Selected text
/---

Showing posts with label mothering. Show all posts
Showing posts with label mothering. Show all posts

Wednesday, July 22, 2009

Rock. Sleep. Cry.

Failure!

Little Beaner Toot was NOT happy about mommy trying to change her sleep situation!

So, the usual plan is this (when I say usual, I mean it is the same action night to night down to the way I whisper in her ear to how I gently lay her in the crib)… One or both of us bath her/Prepare her for bed. I then sit in the rocking chair with LB. She lays on the Boppy (nursing pillow i could not live with out) as I follow the same night time ritual to get her to fall fast asleep. I sometimes need to pull out an array of creative tricks to seal the deal but for the most part, this is the way the first part of the evening goes.

Bean will typically wake any time between midnight to 3AM. At this time she just whines a little, one of us will go to get her and bring her in the bed (king size thank goodness) with us and she nurses to sleep. She will often times wake one-three more times through out the night (can not be specific because most of the time I don’t even remember) to nurse. We have been fine with this schedule/night ritual/sleep plan. Whatever you want to call it. Until the last week, I explained last night.

\---

Written instruction 1
Pick out every line of the records that contains the string "wall", copying each such line in full. Case counts.
The records that follow have no connection to the blog post.

Entries supplied
/---

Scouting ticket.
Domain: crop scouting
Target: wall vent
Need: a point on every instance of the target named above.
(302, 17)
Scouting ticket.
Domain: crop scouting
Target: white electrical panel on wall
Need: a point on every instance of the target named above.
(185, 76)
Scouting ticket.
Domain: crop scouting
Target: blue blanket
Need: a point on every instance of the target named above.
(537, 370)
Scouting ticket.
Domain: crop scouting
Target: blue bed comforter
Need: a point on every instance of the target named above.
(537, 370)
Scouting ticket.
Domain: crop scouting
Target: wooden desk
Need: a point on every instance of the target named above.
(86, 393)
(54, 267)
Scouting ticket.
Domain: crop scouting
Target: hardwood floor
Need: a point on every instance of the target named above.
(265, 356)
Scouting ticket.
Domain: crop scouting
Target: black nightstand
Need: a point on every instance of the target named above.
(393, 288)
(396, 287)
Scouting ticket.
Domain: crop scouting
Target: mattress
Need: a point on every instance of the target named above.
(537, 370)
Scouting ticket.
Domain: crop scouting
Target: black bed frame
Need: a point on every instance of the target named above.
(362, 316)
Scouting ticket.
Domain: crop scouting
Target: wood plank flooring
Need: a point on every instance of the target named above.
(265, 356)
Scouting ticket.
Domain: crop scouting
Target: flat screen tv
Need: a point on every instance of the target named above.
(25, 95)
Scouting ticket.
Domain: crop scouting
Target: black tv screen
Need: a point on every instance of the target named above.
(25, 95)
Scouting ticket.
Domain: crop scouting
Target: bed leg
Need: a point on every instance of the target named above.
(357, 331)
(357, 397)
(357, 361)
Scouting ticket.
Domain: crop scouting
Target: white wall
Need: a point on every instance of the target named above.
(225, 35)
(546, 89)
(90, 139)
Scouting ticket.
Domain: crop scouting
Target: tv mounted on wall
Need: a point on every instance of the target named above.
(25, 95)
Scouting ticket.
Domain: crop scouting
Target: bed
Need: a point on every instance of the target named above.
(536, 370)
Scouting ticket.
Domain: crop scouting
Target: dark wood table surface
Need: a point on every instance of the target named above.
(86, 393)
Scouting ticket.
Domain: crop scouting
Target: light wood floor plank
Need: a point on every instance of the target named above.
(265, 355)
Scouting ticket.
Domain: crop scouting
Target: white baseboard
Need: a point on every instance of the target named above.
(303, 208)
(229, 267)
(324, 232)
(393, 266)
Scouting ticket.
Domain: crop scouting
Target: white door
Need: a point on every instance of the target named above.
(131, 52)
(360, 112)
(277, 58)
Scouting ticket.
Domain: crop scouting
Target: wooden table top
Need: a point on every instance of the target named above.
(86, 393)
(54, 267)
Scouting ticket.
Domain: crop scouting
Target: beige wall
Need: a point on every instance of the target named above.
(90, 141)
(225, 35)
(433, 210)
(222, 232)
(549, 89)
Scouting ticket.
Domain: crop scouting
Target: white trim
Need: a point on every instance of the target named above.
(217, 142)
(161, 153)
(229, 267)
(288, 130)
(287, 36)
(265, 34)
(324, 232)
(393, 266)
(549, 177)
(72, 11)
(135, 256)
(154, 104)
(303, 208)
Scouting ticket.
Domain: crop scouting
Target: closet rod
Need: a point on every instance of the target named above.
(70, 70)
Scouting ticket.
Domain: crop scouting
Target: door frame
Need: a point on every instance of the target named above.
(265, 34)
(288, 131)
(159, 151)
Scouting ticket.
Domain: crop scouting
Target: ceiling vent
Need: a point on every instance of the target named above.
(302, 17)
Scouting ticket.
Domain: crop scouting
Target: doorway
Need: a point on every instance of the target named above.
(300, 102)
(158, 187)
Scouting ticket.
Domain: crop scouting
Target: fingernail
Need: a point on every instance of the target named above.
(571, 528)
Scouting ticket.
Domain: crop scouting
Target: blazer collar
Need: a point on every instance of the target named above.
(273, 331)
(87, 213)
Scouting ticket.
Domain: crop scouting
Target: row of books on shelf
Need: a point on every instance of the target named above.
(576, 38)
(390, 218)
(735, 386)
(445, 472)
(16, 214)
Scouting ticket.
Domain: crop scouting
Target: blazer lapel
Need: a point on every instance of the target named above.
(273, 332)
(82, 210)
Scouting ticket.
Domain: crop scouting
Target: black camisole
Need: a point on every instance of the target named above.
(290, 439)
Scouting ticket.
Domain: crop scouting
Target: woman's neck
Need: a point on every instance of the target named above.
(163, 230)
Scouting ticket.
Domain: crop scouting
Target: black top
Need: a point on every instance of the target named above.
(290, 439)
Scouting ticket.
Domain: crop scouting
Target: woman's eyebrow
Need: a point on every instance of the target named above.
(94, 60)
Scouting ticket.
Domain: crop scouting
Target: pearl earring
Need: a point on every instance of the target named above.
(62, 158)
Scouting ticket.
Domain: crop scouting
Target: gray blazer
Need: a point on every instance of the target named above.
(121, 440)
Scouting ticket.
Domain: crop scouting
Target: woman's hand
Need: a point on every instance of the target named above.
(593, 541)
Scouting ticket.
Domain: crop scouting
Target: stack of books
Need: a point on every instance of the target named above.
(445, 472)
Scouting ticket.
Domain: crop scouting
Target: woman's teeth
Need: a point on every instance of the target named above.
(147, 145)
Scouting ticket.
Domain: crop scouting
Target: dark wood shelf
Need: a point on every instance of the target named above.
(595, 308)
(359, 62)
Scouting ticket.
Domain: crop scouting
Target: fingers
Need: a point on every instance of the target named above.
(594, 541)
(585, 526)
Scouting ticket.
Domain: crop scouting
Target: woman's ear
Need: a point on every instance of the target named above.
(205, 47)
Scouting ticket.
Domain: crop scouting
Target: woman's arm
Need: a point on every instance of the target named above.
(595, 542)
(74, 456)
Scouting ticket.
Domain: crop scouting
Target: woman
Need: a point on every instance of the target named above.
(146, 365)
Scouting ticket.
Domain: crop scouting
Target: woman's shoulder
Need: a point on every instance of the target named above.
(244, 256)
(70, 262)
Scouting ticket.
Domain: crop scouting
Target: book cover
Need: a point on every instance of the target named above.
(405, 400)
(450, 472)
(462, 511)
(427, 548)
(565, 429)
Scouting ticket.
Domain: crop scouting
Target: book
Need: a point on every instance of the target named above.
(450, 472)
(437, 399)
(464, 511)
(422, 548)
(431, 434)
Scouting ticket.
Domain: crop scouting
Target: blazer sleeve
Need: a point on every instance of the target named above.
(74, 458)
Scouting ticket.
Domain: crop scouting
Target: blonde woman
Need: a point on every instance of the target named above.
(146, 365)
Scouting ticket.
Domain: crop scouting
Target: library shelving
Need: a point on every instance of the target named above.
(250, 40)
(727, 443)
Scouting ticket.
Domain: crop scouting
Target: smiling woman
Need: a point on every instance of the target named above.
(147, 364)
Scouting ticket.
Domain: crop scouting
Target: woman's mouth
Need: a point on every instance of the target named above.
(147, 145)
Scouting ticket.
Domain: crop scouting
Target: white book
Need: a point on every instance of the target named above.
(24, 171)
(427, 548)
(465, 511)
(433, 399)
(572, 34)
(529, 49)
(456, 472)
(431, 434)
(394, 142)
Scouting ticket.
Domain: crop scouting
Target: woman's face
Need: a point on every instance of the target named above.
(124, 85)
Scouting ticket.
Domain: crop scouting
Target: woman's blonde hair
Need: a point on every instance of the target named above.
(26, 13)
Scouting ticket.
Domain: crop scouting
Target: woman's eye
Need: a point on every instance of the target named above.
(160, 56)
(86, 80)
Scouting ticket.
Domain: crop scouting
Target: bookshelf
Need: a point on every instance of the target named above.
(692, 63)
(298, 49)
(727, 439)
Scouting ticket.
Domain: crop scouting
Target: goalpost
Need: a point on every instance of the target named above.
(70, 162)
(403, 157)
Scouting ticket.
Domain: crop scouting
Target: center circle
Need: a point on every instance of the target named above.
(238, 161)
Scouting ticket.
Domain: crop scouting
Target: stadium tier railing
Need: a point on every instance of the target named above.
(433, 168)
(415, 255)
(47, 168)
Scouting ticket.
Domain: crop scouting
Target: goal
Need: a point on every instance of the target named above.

\---

Written instruction 2
Retype from the blog post about the baby's sleep everything from "Wednesday, July 22, 2009" down to "the evening goes.".

Finished answer 1
Target: wall vent
Target: white electrical panel on wall
Target: white wall
Target: tv mounted on wall
Target: beige wall

Finished answer 2
Wednesday, July 22, 2009

Rock. Sleep. Cry.

Failure!

Little Beaner Toot was NOT happy about mommy trying to change her sleep situation!

So, the usual plan is this (when I say usual, I mean it is the same action night to night down to the way I whisper in her ear to how I gently lay her in the crib)… One or both of us bath her/Prepare her for bed. I then sit in the rocking chair with LB. She lays on the Boppy (nursing pillow i could not live with out) as I follow the same night time ritual to get her to fall fast asleep. I sometimes need to pull out an array of creative tricks to seal the deal but for the most part, this is the way the first part of the evening goes.